**Your objective**
From the line that includes "Mark the dark" to the last line of the data, quote each line precisely; both boundary lines belong in the answer.

Raw records
## begin

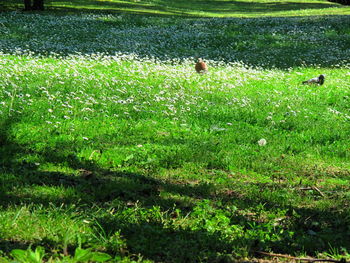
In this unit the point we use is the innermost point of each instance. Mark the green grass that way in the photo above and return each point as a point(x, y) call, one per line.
point(198, 8)
point(111, 143)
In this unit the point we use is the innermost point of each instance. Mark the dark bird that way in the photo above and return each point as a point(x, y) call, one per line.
point(317, 80)
point(201, 67)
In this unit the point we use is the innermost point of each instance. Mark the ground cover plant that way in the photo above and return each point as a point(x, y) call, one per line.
point(197, 8)
point(114, 149)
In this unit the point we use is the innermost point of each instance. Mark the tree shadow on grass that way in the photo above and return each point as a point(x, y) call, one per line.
point(315, 229)
point(269, 43)
point(178, 8)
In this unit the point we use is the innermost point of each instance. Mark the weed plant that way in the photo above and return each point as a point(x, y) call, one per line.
point(112, 144)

## end

**Exercise answer**
In this unit the point we use is the innermost point of each instance. Mark the dark bird that way in the photo above and return each point as a point(x, y) call, one per line.
point(317, 80)
point(201, 67)
In this unit the point we use is the innermost point of each instance. Mark the ground cover plant that way in the photo above and return each point as a point(x, y) call, one per line.
point(197, 8)
point(114, 149)
In this unit the point we use is the innermost point of each instance. Mark the tree shadow on grass that way in the photo above and return each point as a point(x, y) call, one per line.
point(315, 229)
point(269, 43)
point(178, 8)
In this unit the point we use is the innermost point of each instance. Mark the weed plant that way in the photo above and return each point as a point(x, y) call, one per line.
point(112, 144)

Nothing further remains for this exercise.